> _PAGE_:
☆ ☆ ☆

This discussion is not only related to the work made by Massimo and other 
contributors, but has further implications on how we include new projects in 
OSGeoLive:

So far, Jupyter has been included in the development builds as a natural 
evolution of the IPython project (which was also recently included in 
OSGeoLive), so Jupyter never followed the path to be officially included [1]. 
As we speak (far past the feature freeze date) only the overview doc is 
committed so one could argue in favor of dropping Jupyter from this release 
completely...

Furthermore, as part of the Jupyter setup, a big number [2] [3] of Python 
projects/libraries were also added to OSGeoLive, as soft dependencies to 
support Notebooks, without official review or decision by the community, just 
by following volunteers' vision of what functionality should be demonstrated by 
the Notebooks. Part of this vision was to keep OSGeoLive relevant in terms of 
tools and trends in the open source geospatial world.

☆ ☆ ☆

> _GIVEN RECORDS_:

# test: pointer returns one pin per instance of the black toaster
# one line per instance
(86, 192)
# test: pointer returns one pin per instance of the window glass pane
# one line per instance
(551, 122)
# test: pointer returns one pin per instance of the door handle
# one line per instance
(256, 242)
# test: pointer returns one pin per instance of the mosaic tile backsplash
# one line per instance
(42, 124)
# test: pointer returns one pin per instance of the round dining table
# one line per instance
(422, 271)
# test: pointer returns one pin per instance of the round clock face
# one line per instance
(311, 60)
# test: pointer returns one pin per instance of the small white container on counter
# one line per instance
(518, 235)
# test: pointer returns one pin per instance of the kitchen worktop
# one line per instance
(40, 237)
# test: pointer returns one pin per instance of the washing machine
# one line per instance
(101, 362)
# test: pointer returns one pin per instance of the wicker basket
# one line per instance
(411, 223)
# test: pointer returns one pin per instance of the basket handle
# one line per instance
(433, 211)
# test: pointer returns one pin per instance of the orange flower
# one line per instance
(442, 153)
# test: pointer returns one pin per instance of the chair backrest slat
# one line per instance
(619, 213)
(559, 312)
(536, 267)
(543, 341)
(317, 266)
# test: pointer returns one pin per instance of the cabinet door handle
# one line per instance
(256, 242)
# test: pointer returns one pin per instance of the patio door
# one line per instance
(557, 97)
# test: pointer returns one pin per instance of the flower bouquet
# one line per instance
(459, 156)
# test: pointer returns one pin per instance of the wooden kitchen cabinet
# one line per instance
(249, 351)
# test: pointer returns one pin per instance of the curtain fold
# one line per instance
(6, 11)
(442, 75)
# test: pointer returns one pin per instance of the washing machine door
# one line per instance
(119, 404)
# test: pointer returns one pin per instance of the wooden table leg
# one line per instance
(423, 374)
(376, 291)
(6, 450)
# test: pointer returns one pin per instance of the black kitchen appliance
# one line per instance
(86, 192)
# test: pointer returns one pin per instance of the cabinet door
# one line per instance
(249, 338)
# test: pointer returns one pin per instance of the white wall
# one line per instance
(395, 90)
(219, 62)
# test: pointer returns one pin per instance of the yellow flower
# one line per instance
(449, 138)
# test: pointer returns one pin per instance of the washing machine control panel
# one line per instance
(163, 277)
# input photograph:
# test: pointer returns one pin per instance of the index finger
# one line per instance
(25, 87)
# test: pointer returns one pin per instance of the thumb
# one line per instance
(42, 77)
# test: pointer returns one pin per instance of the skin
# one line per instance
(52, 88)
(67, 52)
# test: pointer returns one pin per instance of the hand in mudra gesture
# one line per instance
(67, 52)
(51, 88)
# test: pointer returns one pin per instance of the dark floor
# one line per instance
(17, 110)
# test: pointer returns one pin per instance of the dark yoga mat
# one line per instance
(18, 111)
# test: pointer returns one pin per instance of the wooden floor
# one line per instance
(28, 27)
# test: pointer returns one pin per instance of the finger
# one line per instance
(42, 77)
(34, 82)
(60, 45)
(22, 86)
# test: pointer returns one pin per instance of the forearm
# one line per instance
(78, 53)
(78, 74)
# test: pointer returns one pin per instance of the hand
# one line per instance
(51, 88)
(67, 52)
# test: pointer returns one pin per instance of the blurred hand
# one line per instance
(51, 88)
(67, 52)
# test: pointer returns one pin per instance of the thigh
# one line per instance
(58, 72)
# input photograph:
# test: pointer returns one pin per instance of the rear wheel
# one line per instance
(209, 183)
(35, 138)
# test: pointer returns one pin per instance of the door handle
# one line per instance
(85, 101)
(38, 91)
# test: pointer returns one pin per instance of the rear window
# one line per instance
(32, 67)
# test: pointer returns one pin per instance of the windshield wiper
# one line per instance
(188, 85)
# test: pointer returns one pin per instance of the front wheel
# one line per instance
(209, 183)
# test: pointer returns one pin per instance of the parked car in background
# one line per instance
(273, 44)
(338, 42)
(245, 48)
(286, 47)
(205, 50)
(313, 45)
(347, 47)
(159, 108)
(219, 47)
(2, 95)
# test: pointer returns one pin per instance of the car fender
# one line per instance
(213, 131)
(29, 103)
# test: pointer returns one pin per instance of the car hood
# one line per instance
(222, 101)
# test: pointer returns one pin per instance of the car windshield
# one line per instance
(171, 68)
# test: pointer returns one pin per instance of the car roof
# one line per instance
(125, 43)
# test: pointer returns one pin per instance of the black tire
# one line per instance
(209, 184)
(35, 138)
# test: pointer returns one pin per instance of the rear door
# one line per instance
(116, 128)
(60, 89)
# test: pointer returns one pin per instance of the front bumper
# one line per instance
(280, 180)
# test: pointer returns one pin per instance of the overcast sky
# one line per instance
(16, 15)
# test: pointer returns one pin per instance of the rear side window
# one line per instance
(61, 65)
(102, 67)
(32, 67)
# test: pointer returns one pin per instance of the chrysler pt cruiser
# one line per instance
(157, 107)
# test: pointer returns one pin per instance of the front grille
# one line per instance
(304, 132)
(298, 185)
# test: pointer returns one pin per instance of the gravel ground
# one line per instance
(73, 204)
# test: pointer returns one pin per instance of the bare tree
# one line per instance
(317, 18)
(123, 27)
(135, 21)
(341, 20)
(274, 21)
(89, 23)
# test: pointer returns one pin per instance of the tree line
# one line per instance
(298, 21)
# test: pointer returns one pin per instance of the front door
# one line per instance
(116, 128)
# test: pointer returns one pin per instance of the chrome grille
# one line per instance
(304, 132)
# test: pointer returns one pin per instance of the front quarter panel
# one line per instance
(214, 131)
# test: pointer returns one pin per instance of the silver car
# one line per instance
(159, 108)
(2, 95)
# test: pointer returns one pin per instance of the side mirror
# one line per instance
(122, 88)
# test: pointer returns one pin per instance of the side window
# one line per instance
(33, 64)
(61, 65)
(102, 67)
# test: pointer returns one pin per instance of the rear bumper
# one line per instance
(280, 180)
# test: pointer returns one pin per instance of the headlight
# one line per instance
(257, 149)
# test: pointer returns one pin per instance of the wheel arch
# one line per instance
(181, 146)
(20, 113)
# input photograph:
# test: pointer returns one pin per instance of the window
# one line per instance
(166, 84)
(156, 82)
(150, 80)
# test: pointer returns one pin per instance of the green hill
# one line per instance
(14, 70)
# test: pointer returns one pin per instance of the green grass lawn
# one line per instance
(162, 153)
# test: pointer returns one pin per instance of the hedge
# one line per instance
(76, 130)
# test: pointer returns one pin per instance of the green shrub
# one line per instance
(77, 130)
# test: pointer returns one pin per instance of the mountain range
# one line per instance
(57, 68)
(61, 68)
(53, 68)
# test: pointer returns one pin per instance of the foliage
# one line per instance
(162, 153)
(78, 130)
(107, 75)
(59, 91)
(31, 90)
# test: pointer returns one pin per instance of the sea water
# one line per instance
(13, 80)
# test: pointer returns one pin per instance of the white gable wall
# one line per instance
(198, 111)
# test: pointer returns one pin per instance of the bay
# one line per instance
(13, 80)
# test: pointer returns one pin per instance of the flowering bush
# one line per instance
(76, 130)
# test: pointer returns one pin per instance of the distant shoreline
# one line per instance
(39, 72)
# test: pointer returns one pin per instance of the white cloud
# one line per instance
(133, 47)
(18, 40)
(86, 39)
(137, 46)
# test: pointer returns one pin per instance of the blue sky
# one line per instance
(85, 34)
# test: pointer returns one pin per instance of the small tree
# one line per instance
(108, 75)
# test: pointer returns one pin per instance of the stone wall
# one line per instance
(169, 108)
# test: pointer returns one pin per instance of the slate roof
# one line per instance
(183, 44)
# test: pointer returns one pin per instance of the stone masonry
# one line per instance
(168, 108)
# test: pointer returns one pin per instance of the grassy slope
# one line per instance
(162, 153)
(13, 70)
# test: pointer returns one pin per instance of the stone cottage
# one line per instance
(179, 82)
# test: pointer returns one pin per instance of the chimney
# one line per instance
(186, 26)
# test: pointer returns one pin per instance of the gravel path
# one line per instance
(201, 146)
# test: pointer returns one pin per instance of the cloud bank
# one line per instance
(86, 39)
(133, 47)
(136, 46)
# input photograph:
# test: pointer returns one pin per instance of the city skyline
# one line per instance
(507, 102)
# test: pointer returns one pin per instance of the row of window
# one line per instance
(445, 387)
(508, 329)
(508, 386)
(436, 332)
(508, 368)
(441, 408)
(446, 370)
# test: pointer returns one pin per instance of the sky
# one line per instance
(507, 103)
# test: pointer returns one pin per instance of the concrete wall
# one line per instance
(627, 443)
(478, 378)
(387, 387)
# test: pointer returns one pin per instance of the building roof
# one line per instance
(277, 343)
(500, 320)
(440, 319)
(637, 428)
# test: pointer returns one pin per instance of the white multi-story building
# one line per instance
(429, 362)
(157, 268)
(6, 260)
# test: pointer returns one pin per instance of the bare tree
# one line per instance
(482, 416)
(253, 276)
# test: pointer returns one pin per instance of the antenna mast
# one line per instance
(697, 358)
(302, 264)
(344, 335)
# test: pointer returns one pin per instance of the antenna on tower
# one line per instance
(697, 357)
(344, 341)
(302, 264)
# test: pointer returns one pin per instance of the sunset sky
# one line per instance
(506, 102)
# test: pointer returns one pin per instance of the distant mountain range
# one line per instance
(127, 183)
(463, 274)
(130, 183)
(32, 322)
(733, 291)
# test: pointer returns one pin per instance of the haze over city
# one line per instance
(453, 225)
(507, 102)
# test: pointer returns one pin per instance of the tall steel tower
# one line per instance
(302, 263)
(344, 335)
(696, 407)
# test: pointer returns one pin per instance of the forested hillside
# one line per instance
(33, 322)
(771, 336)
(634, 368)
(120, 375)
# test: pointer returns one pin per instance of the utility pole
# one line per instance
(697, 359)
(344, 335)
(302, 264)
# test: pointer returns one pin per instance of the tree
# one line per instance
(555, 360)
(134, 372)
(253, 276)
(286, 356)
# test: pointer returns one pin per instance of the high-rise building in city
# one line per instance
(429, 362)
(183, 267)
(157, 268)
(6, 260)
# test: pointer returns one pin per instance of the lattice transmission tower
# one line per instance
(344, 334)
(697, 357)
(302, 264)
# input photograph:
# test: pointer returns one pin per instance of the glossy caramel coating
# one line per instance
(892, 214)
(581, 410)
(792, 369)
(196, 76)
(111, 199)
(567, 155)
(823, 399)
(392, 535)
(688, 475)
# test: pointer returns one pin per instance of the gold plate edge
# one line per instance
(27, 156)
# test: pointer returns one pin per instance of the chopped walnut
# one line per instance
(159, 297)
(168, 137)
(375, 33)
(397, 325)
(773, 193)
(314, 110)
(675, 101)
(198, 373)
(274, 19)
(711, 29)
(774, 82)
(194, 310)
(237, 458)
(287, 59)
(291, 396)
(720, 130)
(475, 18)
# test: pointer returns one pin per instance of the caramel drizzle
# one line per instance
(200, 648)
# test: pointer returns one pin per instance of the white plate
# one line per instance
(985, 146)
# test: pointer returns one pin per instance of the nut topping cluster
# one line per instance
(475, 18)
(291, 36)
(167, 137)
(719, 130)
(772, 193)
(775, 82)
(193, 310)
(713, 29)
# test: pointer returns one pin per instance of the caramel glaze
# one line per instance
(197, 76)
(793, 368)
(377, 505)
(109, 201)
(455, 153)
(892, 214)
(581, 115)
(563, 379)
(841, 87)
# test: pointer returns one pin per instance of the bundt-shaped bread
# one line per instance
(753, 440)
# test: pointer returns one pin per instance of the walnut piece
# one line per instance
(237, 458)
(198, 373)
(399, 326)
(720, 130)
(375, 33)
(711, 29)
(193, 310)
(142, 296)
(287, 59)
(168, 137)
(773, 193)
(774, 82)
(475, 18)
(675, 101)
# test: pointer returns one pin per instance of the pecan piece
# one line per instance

☆ ☆ ☆

> _TASK REQUIREMENTS_:
• A. From the passage on including Jupyter in OSGeoLive, write out the part that begins at "So far, Jupyter" and ends after "officially included [1].".
• B. Pull out every line of the listing that contains the word "door".

> _ANSWERS PER TASK_:
• A.
So far, Jupyter has been included in the development builds as a natural 
evolution of the IPython project (which was also recently included in 
OSGeoLive), so Jupyter never followed the path to be officially included [1].

• B.
# test: pointer returns one pin per instance of the door handle
# test: pointer returns one pin per instance of the cabinet door handle
# test: pointer returns one pin per instance of the patio door
# test: pointer returns one pin per instance of the washing machine door
# test: pointer returns one pin per instance of the cabinet door
# test: pointer returns one pin per instance of the door handle
# test: pointer returns one pin per instance of the rear door
# test: pointer returns one pin per instance of the front door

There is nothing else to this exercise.